## [What the task requires]
Starting at the beginning of the records and stopping after the line that contains "(1212, 898)", write those lines out again, swapping "Target" for "Object" and leaving all else as it stands.

## [Data for this exercise]
- - - - -

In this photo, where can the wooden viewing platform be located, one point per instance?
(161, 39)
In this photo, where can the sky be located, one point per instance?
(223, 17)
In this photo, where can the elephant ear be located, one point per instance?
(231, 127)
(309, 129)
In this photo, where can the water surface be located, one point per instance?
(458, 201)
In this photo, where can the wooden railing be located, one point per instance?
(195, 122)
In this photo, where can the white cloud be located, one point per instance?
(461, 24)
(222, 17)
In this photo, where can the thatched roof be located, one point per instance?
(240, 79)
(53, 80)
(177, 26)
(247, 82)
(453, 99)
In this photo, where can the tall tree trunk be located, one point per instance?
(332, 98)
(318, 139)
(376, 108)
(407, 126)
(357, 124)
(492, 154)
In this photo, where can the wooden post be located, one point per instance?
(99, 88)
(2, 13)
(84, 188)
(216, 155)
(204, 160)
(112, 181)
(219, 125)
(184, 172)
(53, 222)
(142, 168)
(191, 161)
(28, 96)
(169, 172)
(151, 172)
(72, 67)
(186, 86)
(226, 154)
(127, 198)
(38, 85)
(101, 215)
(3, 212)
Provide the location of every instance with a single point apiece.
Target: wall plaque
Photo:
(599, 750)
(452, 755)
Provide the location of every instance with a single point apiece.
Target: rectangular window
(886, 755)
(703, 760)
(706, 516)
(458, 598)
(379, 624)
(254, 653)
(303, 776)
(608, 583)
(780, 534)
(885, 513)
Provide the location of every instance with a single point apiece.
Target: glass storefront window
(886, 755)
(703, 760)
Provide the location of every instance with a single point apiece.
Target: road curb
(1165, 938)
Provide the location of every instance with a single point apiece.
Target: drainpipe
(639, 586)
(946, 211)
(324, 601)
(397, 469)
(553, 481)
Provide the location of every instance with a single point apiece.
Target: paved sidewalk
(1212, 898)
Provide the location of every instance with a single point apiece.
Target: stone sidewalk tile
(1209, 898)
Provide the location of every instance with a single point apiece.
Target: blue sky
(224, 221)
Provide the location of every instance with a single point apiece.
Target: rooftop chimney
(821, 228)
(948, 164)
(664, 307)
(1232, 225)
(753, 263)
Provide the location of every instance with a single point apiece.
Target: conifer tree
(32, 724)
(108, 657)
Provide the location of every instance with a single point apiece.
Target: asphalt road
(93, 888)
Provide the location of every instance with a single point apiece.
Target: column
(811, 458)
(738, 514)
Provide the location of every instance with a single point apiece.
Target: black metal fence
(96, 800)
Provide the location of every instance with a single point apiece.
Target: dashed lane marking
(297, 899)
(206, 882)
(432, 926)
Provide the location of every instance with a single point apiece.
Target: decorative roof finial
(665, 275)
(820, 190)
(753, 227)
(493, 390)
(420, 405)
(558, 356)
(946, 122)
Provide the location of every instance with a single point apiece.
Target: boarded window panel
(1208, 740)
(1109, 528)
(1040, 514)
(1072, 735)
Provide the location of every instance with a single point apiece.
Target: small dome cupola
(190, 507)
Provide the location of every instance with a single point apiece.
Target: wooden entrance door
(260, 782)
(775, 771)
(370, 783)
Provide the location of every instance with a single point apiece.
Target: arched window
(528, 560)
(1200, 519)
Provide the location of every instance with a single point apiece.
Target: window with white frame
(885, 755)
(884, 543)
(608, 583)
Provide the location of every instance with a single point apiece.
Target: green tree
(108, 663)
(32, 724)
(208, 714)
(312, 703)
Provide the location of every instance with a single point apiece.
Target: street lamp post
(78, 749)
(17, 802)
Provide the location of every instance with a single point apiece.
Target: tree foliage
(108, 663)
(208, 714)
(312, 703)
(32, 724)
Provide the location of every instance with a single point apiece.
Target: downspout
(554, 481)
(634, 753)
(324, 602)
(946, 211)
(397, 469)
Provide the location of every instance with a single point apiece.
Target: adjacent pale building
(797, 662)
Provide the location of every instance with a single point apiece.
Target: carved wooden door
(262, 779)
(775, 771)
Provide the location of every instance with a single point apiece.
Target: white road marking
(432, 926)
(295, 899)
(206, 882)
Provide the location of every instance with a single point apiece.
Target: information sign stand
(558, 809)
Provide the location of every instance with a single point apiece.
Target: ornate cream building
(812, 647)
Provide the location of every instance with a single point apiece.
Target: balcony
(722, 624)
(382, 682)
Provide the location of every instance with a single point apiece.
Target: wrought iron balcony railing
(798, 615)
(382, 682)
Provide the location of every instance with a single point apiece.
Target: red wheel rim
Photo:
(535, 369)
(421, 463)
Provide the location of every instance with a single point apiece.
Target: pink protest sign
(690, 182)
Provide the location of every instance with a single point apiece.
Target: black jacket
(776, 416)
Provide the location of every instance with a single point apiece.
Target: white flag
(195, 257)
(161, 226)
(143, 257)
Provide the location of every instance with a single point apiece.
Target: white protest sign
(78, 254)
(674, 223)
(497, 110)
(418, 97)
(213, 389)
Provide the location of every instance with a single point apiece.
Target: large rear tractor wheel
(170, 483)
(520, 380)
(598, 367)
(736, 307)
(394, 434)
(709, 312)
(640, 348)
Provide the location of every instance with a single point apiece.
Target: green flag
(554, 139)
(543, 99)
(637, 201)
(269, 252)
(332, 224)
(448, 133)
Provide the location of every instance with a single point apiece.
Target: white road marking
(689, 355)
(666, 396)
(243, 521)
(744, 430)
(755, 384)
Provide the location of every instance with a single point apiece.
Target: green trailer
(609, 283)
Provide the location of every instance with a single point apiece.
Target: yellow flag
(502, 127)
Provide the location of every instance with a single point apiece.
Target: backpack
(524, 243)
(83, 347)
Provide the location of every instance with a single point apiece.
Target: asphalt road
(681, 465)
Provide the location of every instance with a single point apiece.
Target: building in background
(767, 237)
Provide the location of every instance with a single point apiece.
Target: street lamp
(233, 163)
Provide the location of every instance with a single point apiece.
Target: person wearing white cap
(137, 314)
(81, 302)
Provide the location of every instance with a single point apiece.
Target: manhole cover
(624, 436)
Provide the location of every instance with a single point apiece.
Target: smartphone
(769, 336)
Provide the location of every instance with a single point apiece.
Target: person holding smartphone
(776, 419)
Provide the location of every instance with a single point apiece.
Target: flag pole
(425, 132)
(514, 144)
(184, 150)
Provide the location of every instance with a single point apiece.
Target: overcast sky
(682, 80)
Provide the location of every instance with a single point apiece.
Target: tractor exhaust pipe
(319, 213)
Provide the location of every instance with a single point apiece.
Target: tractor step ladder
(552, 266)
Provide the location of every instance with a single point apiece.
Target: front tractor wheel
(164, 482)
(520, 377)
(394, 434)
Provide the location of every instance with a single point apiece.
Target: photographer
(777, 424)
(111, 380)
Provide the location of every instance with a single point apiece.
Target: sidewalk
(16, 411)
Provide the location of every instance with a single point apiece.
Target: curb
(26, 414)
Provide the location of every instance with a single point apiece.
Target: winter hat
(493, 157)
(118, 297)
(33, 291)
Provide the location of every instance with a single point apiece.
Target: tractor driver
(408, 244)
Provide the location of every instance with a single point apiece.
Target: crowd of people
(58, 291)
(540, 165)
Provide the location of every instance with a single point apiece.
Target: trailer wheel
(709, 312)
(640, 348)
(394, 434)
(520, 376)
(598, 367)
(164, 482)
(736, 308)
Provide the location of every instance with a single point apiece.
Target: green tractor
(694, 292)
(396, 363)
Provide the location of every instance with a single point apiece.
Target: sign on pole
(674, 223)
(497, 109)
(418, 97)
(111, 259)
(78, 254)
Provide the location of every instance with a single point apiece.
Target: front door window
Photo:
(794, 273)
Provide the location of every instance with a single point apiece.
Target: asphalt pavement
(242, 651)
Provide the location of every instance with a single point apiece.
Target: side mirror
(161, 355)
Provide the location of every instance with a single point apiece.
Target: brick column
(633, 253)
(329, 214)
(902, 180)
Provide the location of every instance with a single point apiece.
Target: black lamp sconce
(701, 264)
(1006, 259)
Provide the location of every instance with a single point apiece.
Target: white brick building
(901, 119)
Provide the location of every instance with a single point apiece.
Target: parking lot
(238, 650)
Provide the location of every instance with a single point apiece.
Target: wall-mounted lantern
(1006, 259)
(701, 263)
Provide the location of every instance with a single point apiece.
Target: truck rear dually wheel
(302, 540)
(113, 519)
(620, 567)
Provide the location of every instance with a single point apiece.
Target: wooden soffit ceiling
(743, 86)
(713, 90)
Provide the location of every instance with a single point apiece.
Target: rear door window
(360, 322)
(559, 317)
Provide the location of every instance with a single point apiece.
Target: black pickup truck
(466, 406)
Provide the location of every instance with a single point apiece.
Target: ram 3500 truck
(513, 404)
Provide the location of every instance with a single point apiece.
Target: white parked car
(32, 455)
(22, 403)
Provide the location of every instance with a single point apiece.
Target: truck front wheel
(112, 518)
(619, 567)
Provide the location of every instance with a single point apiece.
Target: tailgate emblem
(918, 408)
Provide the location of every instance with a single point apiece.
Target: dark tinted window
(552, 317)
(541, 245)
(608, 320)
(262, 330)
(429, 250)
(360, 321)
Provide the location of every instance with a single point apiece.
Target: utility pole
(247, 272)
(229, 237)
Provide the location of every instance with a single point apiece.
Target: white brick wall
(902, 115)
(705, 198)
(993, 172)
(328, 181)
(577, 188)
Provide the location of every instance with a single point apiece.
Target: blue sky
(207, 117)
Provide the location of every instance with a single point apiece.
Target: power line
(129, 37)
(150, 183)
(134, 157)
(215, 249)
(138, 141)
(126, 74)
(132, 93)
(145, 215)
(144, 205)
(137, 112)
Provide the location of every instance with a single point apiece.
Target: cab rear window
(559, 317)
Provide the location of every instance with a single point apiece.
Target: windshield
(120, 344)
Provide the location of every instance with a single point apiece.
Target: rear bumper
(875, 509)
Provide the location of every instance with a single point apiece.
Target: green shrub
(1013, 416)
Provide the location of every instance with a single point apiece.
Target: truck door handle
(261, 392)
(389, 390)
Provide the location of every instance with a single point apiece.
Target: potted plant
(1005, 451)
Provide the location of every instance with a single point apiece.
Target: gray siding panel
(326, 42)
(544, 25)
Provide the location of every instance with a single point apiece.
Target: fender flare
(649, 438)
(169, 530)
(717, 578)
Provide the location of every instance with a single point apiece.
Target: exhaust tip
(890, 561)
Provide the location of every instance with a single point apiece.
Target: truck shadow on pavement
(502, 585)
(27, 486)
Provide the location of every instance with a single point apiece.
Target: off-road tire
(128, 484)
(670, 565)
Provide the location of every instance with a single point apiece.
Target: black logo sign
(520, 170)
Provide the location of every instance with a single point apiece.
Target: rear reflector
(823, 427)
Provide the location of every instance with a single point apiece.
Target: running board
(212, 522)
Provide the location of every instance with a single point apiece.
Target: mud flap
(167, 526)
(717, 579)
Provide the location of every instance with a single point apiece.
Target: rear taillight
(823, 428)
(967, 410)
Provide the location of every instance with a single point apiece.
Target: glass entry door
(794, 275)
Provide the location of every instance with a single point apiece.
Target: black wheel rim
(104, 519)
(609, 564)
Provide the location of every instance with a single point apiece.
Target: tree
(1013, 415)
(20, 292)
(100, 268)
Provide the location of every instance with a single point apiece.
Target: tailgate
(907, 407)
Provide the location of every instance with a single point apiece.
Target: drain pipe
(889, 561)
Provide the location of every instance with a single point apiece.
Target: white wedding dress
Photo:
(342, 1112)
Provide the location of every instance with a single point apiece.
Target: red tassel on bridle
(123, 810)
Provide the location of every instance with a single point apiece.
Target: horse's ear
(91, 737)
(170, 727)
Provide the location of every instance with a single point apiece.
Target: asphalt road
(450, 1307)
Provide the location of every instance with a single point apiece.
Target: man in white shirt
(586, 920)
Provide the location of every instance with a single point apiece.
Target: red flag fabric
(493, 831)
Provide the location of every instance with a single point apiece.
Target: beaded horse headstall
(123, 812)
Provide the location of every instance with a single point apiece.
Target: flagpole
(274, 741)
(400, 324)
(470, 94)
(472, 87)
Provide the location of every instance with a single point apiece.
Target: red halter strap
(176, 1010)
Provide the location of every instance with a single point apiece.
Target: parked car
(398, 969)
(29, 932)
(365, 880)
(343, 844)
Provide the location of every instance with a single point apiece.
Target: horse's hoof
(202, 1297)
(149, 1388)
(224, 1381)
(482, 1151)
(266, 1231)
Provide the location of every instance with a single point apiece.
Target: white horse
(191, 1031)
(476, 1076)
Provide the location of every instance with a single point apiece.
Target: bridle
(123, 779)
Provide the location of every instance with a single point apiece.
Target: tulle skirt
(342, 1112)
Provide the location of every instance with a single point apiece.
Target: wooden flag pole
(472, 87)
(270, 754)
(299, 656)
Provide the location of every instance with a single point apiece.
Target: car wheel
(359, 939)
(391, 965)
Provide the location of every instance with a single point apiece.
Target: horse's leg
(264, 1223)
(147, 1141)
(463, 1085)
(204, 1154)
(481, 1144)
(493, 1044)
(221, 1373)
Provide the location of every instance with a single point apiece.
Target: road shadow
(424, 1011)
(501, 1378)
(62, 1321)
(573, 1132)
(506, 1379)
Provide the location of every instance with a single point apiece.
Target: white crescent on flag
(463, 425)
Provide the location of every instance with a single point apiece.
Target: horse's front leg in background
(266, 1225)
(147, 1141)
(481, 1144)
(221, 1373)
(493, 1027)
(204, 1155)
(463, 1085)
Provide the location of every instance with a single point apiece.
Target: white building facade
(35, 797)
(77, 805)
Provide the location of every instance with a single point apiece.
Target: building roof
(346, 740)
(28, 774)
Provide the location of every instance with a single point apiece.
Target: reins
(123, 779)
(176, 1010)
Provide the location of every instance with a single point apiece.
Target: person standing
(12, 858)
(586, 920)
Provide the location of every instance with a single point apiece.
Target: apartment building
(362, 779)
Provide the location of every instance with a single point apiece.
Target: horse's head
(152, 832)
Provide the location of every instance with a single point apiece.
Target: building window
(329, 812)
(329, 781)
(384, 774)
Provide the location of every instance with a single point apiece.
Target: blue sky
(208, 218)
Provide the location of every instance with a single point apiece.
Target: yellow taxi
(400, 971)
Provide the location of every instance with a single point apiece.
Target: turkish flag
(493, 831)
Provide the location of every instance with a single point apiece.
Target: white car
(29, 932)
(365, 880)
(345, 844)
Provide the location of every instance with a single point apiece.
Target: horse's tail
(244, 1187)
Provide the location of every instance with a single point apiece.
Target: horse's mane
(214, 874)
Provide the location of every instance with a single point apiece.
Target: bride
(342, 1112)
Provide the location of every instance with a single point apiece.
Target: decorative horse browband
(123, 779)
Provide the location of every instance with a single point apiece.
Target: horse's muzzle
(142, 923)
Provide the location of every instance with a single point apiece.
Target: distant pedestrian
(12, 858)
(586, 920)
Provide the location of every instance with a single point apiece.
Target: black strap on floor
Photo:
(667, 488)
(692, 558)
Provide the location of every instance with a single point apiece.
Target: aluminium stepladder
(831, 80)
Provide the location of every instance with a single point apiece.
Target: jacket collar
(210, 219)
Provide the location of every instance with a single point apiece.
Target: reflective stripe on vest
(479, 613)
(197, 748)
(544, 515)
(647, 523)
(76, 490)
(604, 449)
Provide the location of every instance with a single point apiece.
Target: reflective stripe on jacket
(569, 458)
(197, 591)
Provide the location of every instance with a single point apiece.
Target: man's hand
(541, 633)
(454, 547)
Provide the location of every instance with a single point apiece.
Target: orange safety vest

- - - - -

## [Output of the task]
In this photo, where can the wooden viewing platform be located, one point per instance?
(161, 39)
In this photo, where can the sky be located, one point per instance?
(223, 17)
In this photo, where can the elephant ear be located, one point per instance?
(231, 127)
(309, 129)
In this photo, where can the water surface be located, one point per instance?
(458, 201)
In this photo, where can the wooden railing be located, one point per instance?
(195, 122)
In this photo, where can the white cloud be located, one point per instance?
(461, 24)
(222, 17)
In this photo, where can the thatched roof be located, one point per instance?
(240, 79)
(53, 80)
(177, 26)
(247, 82)
(453, 99)
In this photo, where can the tall tree trunk be located, one point per instance?
(332, 98)
(318, 139)
(376, 108)
(407, 126)
(357, 124)
(492, 154)
In this photo, where can the wooden post be located, one point per instance?
(99, 88)
(2, 13)
(84, 188)
(216, 155)
(204, 160)
(112, 181)
(219, 125)
(184, 172)
(53, 222)
(142, 168)
(191, 161)
(28, 96)
(169, 172)
(151, 172)
(72, 67)
(186, 86)
(226, 154)
(127, 198)
(38, 85)
(101, 215)
(3, 212)
Provide the location of every instance with a single point apiece.
Object: wall plaque
Photo:
(599, 750)
(452, 755)
Provide the location of every instance with a single point apiece.
Object: rectangular window
(886, 755)
(703, 760)
(706, 516)
(458, 598)
(379, 624)
(254, 653)
(303, 776)
(608, 583)
(780, 534)
(885, 513)
Provide the location of every instance with a single point apiece.
Object: glass storefront window
(886, 755)
(703, 760)
Provide the location of every instance with a single point apiece.
Object: road curb
(1165, 938)
Provide the location of every instance with a single point apiece.
Object: drainpipe
(639, 586)
(946, 211)
(324, 601)
(397, 469)
(553, 481)
Provide the location of every instance with a single point apiece.
Object: paved sidewalk
(1212, 898)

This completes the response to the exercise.